**WHAT THE EXERCISE ASKS:**
Revise the lines starting at the one that contains "For accessibility purposes, please box every aircraft" and ending at the one that contains "[7,22,42,51]" by replacing "layout" with "arrangement" and leaving everything else unchanged. Give only those revised lines.
***** DATA LINES
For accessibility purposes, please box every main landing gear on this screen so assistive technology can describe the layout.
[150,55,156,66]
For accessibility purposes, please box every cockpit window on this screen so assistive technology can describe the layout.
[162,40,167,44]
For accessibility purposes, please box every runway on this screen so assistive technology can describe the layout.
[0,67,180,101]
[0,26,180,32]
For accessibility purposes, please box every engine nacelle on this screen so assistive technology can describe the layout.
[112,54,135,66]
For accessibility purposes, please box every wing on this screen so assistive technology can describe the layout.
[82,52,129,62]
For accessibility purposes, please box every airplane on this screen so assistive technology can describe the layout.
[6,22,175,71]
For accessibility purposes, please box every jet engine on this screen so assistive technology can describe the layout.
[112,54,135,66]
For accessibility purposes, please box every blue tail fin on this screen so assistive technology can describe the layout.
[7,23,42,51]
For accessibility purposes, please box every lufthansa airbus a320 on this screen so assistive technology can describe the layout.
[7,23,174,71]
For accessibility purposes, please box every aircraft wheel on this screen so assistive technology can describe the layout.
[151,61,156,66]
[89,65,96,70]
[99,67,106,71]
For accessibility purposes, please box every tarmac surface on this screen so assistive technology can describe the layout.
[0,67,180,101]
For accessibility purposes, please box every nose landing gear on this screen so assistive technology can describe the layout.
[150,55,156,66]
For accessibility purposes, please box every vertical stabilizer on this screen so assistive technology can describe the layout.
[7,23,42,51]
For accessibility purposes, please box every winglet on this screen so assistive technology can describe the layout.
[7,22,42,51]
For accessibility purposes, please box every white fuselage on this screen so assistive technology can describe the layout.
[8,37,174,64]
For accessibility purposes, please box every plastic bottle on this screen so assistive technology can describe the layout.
**********
**OUTPUT FOR THIS TASK:**
For accessibility purposes, please box every aircraft wheel on this screen so assistive technology can describe the arrangement.
[151,61,156,66]
[89,65,96,70]
[99,67,106,71]
For accessibility purposes, please box every tarmac surface on this screen so assistive technology can describe the arrangement.
[0,67,180,101]
For accessibility purposes, please box every nose landing gear on this screen so assistive technology can describe the arrangement.
[150,55,156,66]
For accessibility purposes, please box every vertical stabilizer on this screen so assistive technology can describe the arrangement.
[7,23,42,51]
For accessibility purposes, please box every winglet on this screen so assistive technology can describe the arrangement.
[7,22,42,51]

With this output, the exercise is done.